Quoted passage
For purposes of this definition, (a) the "Family" of an individual includes
(i) the individual, (ii) the individual's spouse, (iii) any other natural person
who is related to the individual or the individual's spouse within the first
degree, and (iv) any other natural person who resides with such individual, and
(b) "material interest" means direct or indirect beneficial ownership (as
defined in Rule 13d-3 under the Securities Exchange Act of 1934) of voting
securities or other voting interests representing at least 10% of the
outstanding voting power of a Person or equity securities or other equity
interests representing at least 10% of the outstanding equity securities or
equity interests in a Person.

Extracted entries
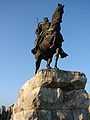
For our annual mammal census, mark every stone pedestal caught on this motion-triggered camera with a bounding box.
[13,69,90,120]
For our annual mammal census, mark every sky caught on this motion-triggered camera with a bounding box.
[0,0,90,105]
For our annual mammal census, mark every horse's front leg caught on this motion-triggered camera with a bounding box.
[54,48,59,68]
[46,58,52,69]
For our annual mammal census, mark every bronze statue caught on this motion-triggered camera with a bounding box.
[31,4,68,73]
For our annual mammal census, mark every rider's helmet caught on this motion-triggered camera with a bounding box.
[43,17,49,22]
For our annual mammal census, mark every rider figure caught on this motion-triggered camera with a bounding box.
[32,17,50,54]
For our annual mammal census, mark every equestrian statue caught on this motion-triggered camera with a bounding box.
[31,4,68,73]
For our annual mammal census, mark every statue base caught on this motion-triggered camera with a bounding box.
[12,69,90,120]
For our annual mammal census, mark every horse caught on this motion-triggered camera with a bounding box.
[31,4,68,74]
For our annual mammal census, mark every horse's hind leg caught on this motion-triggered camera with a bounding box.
[35,58,41,74]
[54,48,59,68]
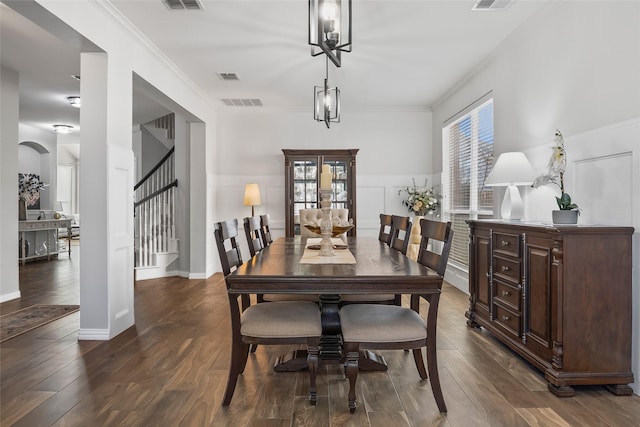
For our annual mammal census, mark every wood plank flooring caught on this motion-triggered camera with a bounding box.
[0,247,640,427]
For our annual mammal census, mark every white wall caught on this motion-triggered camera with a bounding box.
[433,1,640,393]
[0,67,20,302]
[18,124,58,211]
[10,0,217,339]
[215,109,440,258]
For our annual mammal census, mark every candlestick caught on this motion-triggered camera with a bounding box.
[320,189,335,256]
[320,165,332,190]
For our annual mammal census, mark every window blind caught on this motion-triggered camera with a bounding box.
[442,97,493,266]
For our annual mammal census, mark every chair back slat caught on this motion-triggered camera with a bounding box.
[390,215,412,255]
[418,219,453,277]
[260,214,273,248]
[243,216,264,256]
[378,214,392,245]
[213,219,242,276]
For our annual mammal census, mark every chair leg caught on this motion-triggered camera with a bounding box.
[307,338,320,406]
[413,348,429,380]
[344,343,360,414]
[240,343,251,374]
[427,294,447,412]
[222,340,246,406]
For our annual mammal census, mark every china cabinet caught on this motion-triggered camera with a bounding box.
[466,220,633,397]
[282,148,359,237]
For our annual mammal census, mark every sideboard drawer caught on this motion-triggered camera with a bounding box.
[494,280,522,312]
[493,232,520,258]
[493,256,520,284]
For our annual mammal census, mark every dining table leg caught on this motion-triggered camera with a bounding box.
[274,295,387,372]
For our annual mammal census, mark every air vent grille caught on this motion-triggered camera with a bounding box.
[162,0,203,10]
[217,73,240,80]
[221,98,262,107]
[471,0,513,11]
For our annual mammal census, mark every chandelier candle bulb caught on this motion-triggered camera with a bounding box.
[320,165,332,190]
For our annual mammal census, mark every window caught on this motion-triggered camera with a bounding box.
[442,95,493,266]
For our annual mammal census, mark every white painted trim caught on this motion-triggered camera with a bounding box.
[444,263,469,295]
[78,329,110,341]
[0,291,20,302]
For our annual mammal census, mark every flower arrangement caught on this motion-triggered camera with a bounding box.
[18,173,46,206]
[398,179,441,216]
[531,129,578,211]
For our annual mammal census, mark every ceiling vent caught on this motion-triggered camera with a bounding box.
[471,0,513,11]
[221,98,262,107]
[162,0,204,10]
[216,73,240,80]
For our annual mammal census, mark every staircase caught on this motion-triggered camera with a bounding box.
[134,114,179,280]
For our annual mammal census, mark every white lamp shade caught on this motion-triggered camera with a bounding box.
[484,151,536,220]
[484,151,536,187]
[244,184,262,206]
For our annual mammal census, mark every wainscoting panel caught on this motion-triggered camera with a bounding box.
[573,152,637,225]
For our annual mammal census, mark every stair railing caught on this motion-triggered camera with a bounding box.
[133,148,178,267]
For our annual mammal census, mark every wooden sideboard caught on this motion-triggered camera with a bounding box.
[18,218,72,265]
[466,220,634,397]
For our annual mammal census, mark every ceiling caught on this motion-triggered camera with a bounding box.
[0,0,546,140]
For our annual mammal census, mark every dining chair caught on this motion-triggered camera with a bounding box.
[214,219,322,406]
[378,214,392,245]
[260,214,273,247]
[340,214,402,305]
[389,215,412,255]
[242,216,264,256]
[339,219,453,413]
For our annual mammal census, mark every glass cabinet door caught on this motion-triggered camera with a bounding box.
[282,149,358,237]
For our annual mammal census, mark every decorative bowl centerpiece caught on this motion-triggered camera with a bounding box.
[305,224,353,237]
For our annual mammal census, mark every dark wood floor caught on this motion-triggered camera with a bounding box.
[0,244,640,427]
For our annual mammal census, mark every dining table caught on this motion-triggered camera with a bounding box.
[225,236,442,371]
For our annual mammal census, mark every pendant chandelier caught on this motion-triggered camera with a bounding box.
[309,0,351,67]
[313,59,340,128]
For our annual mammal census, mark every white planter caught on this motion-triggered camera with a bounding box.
[551,209,578,224]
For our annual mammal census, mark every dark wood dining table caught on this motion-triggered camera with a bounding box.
[226,236,442,371]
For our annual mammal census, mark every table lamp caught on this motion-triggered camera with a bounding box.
[485,152,536,219]
[244,184,262,216]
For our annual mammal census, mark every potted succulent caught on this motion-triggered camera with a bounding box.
[531,129,580,224]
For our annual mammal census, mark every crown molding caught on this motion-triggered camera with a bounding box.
[89,0,219,110]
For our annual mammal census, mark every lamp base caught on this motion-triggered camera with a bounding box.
[500,185,524,219]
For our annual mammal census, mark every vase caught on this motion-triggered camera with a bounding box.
[18,199,27,221]
[551,209,578,224]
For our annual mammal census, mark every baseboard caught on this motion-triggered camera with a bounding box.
[0,291,21,302]
[78,329,109,341]
[444,263,469,294]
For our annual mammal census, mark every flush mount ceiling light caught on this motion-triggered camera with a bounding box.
[309,0,351,67]
[313,59,340,128]
[67,96,80,108]
[53,125,73,133]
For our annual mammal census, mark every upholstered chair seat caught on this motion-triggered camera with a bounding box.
[340,304,427,343]
[240,301,322,338]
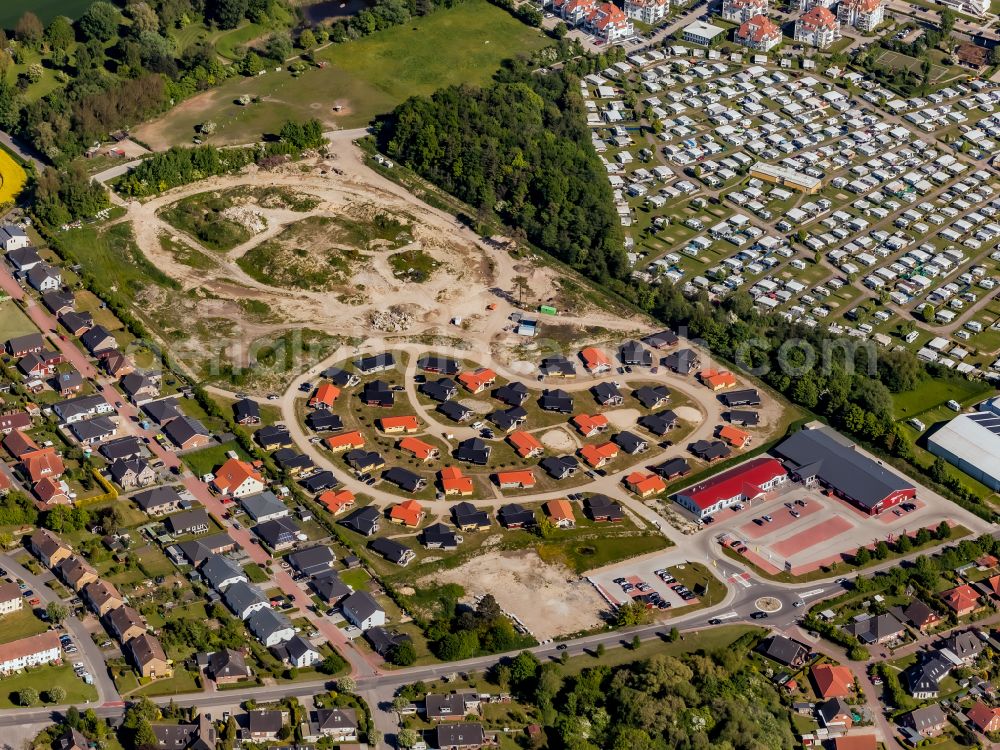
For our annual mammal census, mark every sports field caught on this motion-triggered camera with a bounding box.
[133,0,549,150]
[0,148,26,205]
[0,0,91,29]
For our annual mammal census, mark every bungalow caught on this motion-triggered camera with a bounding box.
[316,490,356,516]
[125,633,174,679]
[507,430,545,459]
[397,437,441,461]
[579,443,618,469]
[545,500,576,529]
[623,471,667,497]
[376,415,420,435]
[941,584,979,617]
[212,458,264,497]
[458,367,497,394]
[493,470,535,490]
[368,537,416,567]
[570,414,610,438]
[438,466,473,496]
[389,500,427,529]
[340,591,386,630]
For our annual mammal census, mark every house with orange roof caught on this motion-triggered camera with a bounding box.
[375,415,420,434]
[438,466,472,496]
[309,383,340,408]
[625,471,667,497]
[545,499,576,529]
[811,664,854,698]
[965,701,1000,734]
[212,458,264,497]
[317,490,356,515]
[580,443,618,469]
[507,430,545,458]
[719,424,751,448]
[399,438,441,461]
[326,430,365,453]
[570,414,610,437]
[389,500,427,529]
[494,469,535,490]
[941,583,979,617]
[698,370,736,391]
[21,447,66,482]
[580,346,611,375]
[458,367,497,393]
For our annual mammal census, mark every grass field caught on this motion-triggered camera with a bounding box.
[134,0,549,149]
[0,299,38,341]
[0,0,91,29]
[0,148,27,204]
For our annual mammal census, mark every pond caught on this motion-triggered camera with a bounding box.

What to work on
1. Answer these about the legal definition, one line each:
(a) Which rule under the Securities Exchange Act of 1934 defines beneficial ownership?
(b) What minimum share of a Person's outstanding voting power must voting securities represent to count as a material interest?
(c) Within what degree must a natural person be related to the individual or the individual's spouse to be part of the Family?
2. Reproduce word for word the part of the legal definition starting with "For purposes of" and going on through "in a Person.".
The records come from a separate source, not from the legal definition.

Answers provided
1.
(a) Rule 13d-3
(b) At least 10%
(c) The first degree

2.
For purposes of this definition, (a) the "Family" of an individual includes
(i) the individual, (ii) the individual's spouse, (iii) any other natural person
who is related to the individual or the individual's spouse within the first
degree, and (iv) any other natural person who resides with such individual, and
(b) "material interest" means direct or indirect beneficial ownership (as
defined in Rule 13d-3 under the Securities Exchange Act of 1934) of voting
securities or other voting interests representing at least 10% of the
outstanding voting power of a Person or equity securities or other equity
interests representing at least 10% of the outstanding equity securities or
equity interests in a Person.